Task item: Reproduce the passage from the excerpt below about Shirley and the Boulder Junction EMS, starting with "As Galloway described, Shirley" and going on through "of a century.".

Excerpt:
-- -- --

As Galloway described, Shirley truly was “the fabric that held the organization together,” carrying the Boulder Junction EMS through difficult times.
“Back then, we had an ambulance and we had EMTs and we had Shirley,” Hensley said. “Nowadays we have ambulances, a lot of advanced protocols and medications, helicopters in this area and paramedics. But back then, we didn’t have anything. It was really, very little and the roads weren’t that good. Shirley took us through that. We were fortunate.”
Shirley served on the Boulder Junction EMS for 24 years – almost a quarter of a century.
For past fire department chiefs Titel, Hensley, Westphal, Galloway and Fredenhagen, Shirley changed their lives for the better and left such a strong impression that they all agreed on this:
“You cannot appreciate how much we used to argue years ago for all of us to sit down here and agree on Shirley and what she did for Boulder Junction.”
Her impact as a hospice volunteer
Shirley’s desire to help others continued on after she left EMS by volunteering her time and company in hospice.
“She was a leader from the beginning. She’s always been a big community person and was support for everyone,” Landauer said. “When she was done with the ambulance, she continued to work hard in the community trying to make people’s lives better.”

-- -- --

Collected data:

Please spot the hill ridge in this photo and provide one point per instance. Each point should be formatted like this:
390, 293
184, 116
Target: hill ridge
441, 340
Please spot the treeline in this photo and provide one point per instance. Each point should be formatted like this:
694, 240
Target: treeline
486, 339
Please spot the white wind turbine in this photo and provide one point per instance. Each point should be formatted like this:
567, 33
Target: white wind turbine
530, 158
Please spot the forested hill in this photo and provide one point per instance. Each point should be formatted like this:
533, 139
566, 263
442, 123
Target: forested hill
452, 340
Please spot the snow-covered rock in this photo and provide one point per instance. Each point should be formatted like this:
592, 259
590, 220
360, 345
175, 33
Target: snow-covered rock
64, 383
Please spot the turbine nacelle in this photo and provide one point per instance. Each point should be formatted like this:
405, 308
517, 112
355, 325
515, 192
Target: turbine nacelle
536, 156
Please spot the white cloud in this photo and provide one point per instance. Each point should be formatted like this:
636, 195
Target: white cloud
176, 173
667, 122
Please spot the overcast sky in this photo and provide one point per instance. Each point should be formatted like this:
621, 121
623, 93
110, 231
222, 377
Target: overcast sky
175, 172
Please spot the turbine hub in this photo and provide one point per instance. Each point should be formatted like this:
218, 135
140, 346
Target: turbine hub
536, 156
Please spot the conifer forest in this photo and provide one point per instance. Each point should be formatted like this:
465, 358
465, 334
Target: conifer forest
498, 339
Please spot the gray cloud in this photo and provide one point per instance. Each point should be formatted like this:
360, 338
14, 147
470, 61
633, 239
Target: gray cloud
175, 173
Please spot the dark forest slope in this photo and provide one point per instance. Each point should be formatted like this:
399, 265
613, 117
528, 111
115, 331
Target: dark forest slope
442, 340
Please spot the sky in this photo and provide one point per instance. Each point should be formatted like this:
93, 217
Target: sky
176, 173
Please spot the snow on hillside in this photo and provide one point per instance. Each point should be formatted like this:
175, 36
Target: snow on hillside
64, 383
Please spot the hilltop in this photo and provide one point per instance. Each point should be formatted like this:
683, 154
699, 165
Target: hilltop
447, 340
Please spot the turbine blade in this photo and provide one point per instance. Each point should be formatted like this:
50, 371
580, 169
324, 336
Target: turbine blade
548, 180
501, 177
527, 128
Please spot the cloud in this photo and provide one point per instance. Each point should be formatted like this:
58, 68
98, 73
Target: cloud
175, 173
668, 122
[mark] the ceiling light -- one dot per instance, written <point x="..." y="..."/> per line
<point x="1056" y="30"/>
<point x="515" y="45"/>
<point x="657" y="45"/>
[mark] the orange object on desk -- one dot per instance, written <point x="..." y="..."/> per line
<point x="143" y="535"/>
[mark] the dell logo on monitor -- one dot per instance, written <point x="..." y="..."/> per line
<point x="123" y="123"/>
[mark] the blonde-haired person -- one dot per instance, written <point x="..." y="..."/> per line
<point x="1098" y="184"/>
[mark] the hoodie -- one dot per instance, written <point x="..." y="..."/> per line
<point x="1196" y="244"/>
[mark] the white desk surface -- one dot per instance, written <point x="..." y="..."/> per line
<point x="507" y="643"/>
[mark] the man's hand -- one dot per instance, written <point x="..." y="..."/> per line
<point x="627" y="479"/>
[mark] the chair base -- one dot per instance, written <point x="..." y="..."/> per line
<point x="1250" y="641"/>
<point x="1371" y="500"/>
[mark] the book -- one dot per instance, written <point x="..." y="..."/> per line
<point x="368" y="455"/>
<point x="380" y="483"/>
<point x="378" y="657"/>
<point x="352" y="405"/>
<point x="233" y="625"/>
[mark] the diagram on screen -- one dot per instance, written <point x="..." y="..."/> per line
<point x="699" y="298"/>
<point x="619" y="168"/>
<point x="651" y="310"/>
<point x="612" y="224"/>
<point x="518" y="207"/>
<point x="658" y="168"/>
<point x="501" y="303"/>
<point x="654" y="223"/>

-- -- --

Your solution:
As Galloway described, Shirley truly was “the fabric that held the organization together,” carrying the Boulder Junction EMS through difficult times.
“Back then, we had an ambulance and we had EMTs and we had Shirley,” Hensley said. “Nowadays we have ambulances, a lot of advanced protocols and medications, helicopters in this area and paramedics. But back then, we didn’t have anything. It was really, very little and the roads weren’t that good. Shirley took us through that. We were fortunate.”
Shirley served on the Boulder Junction EMS for 24 years – almost a quarter of a century.